**Текст для чтения:**
Писатели, пишущие о писателях, пишут каждый маленькую «ЖЗЛ», которая сейчас востребована и популярна именно в формате «современный писатель – о писателе-классике». Иногда еще острее: современный писатель – о своем ровеснике и коллеге (жарко обсуждаемый и отчасти осуждаемый В. Попов о С. Довлатове, «малая» серия «ЖЗЛ»). Вместо одного толстого «ЖЗЛ» читатель двухтомника получает разом сорок два жизнеописания! В этом тоже, согласитесь, есть что-то хармсовское.
Так вот: Хармс здесь спасителен, ибо на его интонации можно съехать с горки, не повредив известное место и миновав все зияния своего образования. Хармсовская интонация много чего спишет. И она списывает – слабое знакомство с эпохой, незнание контекста, приблизительное знакомство с предметом жизнеописания и т. п. противные штуки.
Что еще действует на читателя – кроме искупающей иные грехи и огрехи интонации? (Вроде как немножко понарошку.) Соседство/родство с предметом. Картинка из своей жизни, часто – яркая, – оправдывающая свой путь к Есенину – Блоку – Маяковскому и т. д.
У Сергея Носова получился один из самых удачных в книге «ЖЗЛ\'ов», о Достоевском – а начал он с темы соседства с классиком по городу, с «достоевской» прогулки по Сенной и ее окрестностям. Эта – вроде бы – лирика ничему не помешала.
Когда же Валерий Попов пишет не о Довлатове, а о Льве Толстом и рассказывает о своих поездках в Ясную Поляну, и как он был там недавно и представлял ночной уход Толстого, чтобы бежать из этой жизни, и, восклицая, восхищается сюжетообразованием в «Войне и мире»: «Ну, каково? Да по плотности интриги, „крутости“ совершаемых ею поворотов все нынешние сериалы и „женские романы“ и рядом не стоят!», – то хочется отойти в сторону и туда же перенести роман Толстого. Сам В. Попов признается (в финале своего сочинения), мол, «не могу быть уверен, что понимаю именно так, как надо». Не уверен – не пиши.
Писатели кокетливы, писатели эгоистичны – и любовь к самому себе посильнее чувств ко всякой там классике, – но, как бы ни было тяжко, надо себя окорачивать, знать меру. Скажем, вступление к Есенину – описание своего школьного чтения есенинских стихов – это все-таки отдельная история: Есенин – отдельно, Садулаев – отдельно.

**Записанные данные:**
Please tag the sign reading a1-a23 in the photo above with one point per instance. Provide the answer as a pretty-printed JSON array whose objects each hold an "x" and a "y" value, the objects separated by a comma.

**Что сделать:**
1 - Перепишите отрывок текста для чтения от «Когда же Валерий» до «уверен – не пиши.», поставив «фильмы» вместо «сериалы».
2 - Ответьте по тексту для чтения:
(a) Сколько жизнеописаний разом получает читатель двухтомника?
(b) О каком классике написал Сергей Носов?
(c) Куда, по словам текста, ездил Валерий Попов?

**Ответы с разбором:**
1 -
Когда же Валерий Попов пишет не о Довлатове, а о Льве Толстом и рассказывает о своих поездках в Ясную Поляну, и как он был там недавно и представлял ночной уход Толстого, чтобы бежать из этой жизни, и, восклицая, восхищается сюжетообразованием в «Войне и мире»: «Ну, каково? Да по плотности интриги, „крутости“ совершаемых ею поворотов все нынешние фильмы и „женские романы“ и рядом не стоят!», – то хочется отойти в сторону и туда же перенести роман Толстого. Сам В. Попов признается (в финале своего сочинения), мол, «не могу быть уверен, что понимаю именно так, как надо». Не уверен – не пиши.

2 -
(a) Сорок два.
(b) О Достоевском.
(c) В Ясную Поляну.